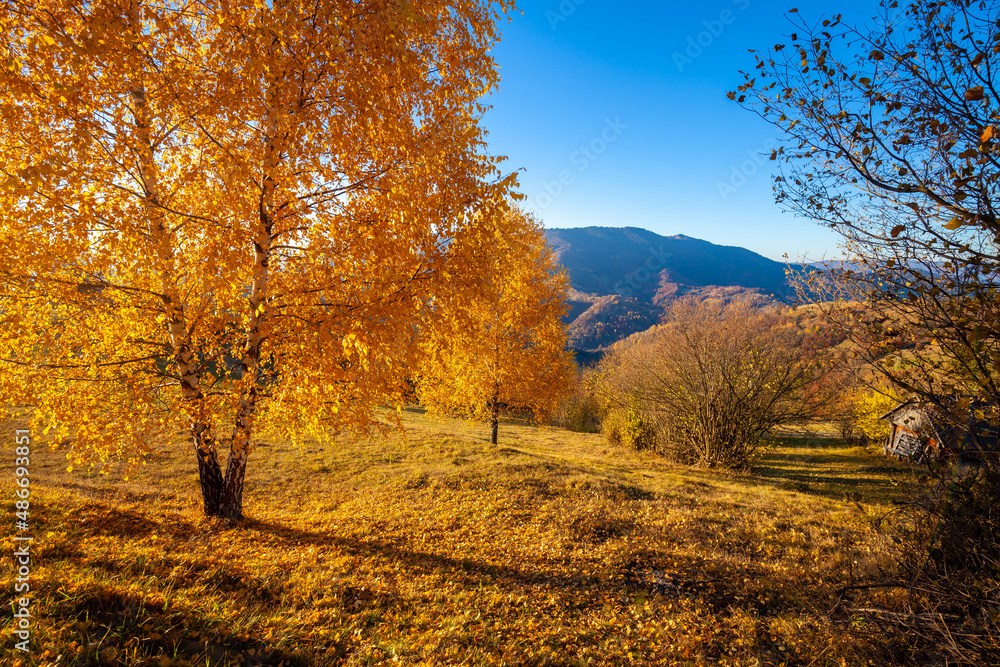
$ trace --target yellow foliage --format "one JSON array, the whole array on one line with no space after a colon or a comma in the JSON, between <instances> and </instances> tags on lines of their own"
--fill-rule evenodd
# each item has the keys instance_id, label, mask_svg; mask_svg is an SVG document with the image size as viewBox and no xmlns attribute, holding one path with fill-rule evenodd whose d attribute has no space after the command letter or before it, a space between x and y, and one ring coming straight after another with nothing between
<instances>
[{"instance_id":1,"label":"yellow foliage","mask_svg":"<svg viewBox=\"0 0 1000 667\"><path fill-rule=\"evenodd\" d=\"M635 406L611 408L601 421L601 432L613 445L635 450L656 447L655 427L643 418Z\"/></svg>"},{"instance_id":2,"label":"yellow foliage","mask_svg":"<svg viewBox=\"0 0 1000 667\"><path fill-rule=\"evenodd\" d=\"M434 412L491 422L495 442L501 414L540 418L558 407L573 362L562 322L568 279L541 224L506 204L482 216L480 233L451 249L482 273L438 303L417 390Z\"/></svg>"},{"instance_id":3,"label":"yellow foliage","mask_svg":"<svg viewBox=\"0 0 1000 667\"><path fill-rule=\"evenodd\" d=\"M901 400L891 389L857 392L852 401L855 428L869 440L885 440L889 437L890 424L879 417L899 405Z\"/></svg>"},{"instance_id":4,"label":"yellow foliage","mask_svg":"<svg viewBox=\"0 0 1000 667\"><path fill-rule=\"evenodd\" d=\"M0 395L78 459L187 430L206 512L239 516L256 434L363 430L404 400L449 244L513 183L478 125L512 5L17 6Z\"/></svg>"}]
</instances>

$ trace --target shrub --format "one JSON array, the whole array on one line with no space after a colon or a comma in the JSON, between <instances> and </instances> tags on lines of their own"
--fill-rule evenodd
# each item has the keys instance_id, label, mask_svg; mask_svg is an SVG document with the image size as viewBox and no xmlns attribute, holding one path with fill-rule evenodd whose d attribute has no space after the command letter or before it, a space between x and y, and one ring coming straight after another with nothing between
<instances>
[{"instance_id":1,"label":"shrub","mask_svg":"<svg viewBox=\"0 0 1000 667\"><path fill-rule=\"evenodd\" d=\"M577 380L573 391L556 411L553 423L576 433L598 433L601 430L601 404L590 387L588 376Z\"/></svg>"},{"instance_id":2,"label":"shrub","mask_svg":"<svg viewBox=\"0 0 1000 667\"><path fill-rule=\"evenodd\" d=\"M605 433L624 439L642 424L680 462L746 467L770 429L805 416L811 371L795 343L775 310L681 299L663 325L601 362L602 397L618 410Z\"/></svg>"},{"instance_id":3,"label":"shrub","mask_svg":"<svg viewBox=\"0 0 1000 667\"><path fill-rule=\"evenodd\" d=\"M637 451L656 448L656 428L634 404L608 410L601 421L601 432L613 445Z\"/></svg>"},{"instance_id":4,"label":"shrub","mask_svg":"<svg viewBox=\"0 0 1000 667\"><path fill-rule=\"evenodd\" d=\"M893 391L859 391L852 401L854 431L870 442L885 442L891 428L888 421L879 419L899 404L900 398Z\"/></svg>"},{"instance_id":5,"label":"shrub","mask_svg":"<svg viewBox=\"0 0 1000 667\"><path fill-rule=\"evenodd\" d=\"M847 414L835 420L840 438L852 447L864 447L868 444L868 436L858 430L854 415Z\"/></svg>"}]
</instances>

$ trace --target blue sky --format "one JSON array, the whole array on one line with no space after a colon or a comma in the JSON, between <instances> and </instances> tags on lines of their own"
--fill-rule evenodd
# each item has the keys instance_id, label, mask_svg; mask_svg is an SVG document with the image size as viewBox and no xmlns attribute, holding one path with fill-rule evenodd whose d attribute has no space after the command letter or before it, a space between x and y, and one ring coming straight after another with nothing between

▬▬▬▬▬▬▬▬▬▬

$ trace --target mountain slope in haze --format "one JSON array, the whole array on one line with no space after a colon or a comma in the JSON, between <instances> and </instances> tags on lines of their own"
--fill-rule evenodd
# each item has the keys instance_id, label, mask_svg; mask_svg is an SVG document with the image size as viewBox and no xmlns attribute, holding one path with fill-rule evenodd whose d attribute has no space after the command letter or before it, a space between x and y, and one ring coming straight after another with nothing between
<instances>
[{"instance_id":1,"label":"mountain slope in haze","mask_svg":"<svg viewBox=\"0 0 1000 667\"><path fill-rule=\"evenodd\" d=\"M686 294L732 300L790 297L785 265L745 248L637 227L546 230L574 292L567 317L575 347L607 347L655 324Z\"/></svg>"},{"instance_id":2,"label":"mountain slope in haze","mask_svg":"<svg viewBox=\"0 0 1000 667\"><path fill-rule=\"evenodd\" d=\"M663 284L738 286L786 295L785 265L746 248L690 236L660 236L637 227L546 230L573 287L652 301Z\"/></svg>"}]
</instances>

▬▬▬▬▬▬▬▬▬▬

Aim of the exercise
Please report the number of lines in the data that include "format", with no other words.

Solution
4